=== Provided passage ===

# does anyone rip the weedguard off johnson silver minnows?



## JamesT (Jul 22, 2005)

Just curious. It doesn't seem very useful (especially in the rivers I fish where it is totally useless)and the spring strength is pretty strong (esp on the 1/8 oz and 1/4 once sizes) to the point where I think you could lose significant fish because of it. This is a lure I want to love but have ZERO confidence it. I love spoons, love the design (other than the weedguard), and think I would gain a small amount of confidence in if I ripped the weedguards off. I don't think I have EVER caught a fish on this lure, even the tiny 1/24 oz size?!?!?


----------



## JamesT (Jul 22, 2005)

oops I meant to post this in tackle making and can't seem to delete and repost. Can a mod move it?


----------



## JamesT (Jul 22, 2005)

oops, I meant to say I meant to post it in tackle talk.


----------



## "Big" mark the shark (Jan 21, 2010)

lol But I do I have done that to every one I have lot better hook up's


----------



## FISNFOOL (May 12, 2009)

I took them off all of mine. With a pork trailer they ride hook up through the weeds anyway.

Put a trailer on. Any style of the pork seems to work. My favorite are the frog type in a dark color, or the white bass twister tail type pork strip.


----------



## dacrawdaddy (Aug 31, 2008)

I suppose you could remove the weedguards but I never did. I always bend the weedguard where it is just above the hook point. The Silver Minnow with a white grub trailer is a great bait for Ohio River weedbeds.


----------



## JSykes3 (Oct 14, 2010)

Im not sure but I think I remember the silver minnows weedguard actually being the eyelet where you tie your line as well. Make sure not to cut it too much. Might not just lose fish but the lure as well.


----------

=== Supplied entries ===

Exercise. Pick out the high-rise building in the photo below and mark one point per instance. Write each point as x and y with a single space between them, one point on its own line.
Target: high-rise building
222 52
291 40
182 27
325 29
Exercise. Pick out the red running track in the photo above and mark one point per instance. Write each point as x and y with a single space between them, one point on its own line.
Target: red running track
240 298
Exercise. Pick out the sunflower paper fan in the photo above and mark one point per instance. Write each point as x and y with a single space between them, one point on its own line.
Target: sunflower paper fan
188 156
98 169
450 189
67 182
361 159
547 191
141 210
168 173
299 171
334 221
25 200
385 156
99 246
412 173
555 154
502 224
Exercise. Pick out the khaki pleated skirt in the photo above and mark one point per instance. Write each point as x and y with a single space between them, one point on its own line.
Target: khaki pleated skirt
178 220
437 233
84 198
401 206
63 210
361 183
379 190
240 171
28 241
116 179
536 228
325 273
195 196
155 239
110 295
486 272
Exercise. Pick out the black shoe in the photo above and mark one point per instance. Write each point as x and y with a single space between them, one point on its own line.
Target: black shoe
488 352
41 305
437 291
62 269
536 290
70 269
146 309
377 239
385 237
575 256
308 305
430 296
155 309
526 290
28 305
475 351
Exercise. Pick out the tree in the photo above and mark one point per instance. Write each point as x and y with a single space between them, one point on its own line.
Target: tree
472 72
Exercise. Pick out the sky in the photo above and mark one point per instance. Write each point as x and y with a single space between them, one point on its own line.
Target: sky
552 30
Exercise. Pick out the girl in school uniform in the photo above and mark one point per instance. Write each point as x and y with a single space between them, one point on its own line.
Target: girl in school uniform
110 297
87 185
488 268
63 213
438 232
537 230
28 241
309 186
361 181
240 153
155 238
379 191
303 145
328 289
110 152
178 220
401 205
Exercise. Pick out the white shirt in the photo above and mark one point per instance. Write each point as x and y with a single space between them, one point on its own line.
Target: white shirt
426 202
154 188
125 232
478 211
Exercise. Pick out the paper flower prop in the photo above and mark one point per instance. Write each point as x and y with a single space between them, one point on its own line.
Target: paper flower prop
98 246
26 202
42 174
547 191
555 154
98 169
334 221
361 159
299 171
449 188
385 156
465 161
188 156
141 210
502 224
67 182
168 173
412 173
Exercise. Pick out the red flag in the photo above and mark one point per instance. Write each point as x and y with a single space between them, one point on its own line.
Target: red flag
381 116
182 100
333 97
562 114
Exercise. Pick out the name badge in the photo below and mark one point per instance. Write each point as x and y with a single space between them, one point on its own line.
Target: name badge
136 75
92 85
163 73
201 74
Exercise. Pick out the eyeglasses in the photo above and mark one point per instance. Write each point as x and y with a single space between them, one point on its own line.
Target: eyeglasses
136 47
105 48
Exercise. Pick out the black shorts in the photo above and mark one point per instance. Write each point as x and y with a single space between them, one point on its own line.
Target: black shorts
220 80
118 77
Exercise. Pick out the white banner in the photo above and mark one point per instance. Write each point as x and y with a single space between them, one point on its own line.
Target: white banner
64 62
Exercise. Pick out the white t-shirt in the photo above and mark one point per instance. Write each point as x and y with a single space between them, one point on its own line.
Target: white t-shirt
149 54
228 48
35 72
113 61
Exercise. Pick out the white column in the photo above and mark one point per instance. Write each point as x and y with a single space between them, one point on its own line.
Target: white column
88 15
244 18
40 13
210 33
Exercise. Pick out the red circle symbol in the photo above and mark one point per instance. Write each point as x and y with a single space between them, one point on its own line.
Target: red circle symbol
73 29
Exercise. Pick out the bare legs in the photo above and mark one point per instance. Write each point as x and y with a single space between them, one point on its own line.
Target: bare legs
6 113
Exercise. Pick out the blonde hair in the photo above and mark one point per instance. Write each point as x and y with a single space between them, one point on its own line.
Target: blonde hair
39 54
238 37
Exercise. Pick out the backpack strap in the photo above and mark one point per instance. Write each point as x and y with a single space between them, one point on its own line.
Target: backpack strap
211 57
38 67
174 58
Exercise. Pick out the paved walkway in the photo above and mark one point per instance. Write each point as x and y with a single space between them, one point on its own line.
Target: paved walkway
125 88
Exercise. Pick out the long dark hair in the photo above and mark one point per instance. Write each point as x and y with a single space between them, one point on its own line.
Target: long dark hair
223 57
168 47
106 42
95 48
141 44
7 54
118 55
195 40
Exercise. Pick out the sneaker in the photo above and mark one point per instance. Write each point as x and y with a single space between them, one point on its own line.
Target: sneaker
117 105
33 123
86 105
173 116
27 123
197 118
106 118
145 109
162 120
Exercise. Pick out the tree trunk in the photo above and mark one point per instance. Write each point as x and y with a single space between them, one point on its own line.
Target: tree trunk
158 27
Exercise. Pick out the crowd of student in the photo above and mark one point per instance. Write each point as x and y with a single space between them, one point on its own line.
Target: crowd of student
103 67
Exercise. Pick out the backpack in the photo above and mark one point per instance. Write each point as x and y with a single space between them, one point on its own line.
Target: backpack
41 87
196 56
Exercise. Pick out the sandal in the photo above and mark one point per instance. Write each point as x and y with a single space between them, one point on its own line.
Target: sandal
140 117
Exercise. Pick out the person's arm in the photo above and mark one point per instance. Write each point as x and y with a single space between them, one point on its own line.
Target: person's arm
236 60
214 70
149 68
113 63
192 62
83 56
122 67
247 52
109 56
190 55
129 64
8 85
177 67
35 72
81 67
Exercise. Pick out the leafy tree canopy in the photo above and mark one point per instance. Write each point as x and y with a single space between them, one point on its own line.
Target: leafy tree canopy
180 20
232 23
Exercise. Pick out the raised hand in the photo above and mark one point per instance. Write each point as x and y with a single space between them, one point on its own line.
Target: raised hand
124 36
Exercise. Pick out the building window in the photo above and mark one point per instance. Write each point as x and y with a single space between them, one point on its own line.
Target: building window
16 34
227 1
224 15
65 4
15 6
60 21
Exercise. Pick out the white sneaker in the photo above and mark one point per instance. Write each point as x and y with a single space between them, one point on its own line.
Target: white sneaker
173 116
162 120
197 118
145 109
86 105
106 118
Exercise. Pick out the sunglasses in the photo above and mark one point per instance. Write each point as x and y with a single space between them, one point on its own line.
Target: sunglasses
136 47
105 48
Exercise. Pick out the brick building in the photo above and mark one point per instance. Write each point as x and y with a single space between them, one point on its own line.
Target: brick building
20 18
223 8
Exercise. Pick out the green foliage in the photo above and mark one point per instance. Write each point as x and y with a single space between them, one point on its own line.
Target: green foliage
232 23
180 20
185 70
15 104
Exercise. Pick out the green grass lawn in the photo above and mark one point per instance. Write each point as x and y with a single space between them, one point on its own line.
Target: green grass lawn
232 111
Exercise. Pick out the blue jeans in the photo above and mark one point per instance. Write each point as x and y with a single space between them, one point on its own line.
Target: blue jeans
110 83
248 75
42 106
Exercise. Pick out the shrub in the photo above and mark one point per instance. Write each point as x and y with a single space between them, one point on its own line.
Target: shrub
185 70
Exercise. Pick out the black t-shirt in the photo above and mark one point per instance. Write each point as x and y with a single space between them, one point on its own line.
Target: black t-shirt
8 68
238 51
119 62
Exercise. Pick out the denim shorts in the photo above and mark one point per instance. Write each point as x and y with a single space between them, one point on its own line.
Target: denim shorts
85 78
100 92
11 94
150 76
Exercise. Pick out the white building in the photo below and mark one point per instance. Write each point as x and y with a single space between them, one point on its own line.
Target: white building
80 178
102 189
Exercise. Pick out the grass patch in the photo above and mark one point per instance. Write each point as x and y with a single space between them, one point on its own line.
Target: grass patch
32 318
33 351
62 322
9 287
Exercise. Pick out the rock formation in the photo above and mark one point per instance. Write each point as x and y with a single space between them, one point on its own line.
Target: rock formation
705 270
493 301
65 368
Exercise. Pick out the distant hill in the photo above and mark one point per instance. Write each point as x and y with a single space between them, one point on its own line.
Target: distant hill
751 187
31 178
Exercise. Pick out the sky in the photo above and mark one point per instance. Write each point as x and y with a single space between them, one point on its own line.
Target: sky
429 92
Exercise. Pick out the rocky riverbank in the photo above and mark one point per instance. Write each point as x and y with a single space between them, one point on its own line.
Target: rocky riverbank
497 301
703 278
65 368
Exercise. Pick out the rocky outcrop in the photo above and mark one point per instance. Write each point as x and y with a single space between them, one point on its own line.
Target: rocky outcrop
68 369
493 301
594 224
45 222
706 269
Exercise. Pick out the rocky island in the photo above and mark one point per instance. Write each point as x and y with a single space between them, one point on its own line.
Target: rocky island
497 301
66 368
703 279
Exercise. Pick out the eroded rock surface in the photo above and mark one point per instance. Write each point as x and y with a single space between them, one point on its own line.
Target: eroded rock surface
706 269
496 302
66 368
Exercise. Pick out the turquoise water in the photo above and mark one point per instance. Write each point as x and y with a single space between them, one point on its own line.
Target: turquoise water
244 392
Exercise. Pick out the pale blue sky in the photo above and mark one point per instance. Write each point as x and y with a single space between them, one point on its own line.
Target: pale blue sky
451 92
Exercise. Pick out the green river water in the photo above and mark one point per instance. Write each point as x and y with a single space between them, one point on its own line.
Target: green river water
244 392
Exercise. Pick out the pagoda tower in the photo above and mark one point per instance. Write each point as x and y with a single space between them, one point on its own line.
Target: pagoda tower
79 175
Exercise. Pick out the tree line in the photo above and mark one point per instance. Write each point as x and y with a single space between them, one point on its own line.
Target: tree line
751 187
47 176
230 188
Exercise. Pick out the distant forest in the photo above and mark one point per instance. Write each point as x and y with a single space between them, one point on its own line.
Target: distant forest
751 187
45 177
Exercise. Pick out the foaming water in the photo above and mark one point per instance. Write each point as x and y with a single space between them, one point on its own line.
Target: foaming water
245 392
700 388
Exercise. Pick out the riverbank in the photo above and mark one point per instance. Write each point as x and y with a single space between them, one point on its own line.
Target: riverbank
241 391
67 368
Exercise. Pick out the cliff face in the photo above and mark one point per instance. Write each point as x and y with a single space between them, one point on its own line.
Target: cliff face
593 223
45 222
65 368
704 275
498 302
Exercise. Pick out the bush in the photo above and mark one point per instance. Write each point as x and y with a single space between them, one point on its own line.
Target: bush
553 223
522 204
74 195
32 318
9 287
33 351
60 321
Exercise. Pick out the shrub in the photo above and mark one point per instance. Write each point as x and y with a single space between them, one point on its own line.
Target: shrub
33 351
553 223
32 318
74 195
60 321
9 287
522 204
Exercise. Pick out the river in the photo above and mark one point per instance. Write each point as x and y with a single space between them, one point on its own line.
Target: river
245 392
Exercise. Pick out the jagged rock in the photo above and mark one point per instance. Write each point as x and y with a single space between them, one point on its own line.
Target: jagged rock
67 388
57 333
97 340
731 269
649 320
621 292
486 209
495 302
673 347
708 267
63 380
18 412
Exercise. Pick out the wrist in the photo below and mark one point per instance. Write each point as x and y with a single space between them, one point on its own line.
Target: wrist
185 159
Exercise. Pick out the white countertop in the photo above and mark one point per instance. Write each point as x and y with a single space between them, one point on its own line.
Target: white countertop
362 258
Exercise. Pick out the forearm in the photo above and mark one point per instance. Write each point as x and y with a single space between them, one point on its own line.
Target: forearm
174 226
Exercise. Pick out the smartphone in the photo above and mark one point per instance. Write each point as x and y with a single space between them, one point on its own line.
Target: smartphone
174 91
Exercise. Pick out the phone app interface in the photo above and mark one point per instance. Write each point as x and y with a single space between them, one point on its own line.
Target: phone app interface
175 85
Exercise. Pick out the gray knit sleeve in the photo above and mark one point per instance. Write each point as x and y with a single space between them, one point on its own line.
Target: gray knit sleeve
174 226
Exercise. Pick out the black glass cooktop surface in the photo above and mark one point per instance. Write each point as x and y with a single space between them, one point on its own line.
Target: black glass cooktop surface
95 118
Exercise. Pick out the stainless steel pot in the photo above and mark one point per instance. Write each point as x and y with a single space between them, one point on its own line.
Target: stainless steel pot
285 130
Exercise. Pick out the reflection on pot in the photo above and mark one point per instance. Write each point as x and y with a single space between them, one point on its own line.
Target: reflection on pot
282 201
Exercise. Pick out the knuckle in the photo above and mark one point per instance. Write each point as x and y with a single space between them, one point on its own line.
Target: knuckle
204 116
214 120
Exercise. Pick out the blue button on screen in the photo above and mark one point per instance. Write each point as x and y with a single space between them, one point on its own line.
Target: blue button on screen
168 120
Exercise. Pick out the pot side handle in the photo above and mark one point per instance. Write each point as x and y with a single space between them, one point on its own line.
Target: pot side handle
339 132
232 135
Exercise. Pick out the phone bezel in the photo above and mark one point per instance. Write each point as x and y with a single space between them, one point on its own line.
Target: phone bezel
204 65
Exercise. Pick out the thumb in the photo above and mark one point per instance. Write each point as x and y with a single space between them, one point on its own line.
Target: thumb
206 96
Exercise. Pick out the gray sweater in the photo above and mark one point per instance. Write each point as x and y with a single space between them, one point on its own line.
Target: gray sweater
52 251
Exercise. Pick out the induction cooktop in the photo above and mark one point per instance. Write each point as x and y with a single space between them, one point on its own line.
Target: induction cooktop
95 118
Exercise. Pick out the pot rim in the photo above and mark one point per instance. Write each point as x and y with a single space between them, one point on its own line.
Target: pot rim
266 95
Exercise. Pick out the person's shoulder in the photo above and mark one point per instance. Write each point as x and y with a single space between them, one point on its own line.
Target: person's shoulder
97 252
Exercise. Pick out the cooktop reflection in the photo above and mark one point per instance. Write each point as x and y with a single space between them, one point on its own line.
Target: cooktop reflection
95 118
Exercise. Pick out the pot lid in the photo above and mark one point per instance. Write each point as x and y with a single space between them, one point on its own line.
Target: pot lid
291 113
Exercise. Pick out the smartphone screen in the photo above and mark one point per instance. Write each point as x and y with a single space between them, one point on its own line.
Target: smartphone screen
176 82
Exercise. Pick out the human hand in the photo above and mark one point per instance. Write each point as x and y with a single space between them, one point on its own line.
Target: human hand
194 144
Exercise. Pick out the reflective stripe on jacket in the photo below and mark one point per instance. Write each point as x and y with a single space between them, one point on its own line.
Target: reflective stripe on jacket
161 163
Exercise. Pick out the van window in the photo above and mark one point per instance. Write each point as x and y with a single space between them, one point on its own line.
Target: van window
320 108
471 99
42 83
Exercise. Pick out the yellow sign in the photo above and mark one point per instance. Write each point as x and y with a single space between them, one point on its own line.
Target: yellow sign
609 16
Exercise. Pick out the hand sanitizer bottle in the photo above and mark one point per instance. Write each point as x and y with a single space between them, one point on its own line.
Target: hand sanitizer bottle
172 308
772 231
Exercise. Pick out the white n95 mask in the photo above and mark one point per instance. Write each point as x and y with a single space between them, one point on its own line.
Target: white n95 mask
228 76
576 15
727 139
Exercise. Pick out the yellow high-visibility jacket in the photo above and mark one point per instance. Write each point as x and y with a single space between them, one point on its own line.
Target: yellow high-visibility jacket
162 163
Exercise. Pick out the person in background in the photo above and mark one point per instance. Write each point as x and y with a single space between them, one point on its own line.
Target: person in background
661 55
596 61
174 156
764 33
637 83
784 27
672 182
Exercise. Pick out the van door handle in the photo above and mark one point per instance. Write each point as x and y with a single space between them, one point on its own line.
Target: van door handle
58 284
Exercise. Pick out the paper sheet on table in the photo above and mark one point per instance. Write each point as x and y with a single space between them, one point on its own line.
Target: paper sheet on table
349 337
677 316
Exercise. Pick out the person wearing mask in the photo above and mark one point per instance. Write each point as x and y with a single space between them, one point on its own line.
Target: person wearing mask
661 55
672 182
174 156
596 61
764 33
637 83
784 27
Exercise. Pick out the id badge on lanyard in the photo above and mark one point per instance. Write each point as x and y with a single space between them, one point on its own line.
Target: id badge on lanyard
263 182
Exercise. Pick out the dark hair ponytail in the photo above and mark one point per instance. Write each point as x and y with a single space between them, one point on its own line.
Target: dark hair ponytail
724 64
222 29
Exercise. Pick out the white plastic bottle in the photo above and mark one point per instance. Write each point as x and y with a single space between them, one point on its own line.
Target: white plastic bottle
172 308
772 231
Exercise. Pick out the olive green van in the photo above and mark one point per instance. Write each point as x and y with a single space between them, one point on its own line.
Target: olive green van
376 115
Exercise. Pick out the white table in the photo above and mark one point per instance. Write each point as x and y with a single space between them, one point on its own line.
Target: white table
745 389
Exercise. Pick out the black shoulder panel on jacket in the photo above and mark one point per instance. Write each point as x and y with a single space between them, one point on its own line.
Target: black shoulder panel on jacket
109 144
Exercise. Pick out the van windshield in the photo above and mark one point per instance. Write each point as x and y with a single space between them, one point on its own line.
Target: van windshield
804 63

===

--- Exercise details ---
In the forum thread on Silver Minnow weedguards, what trailer does dacrawdaddy pair with the Silver Minnow for Ohio River weedbeds? These items have no connection to the forum thread on Silver Minnow weedguards.

--- Exercise solution ---
A white grub trailer.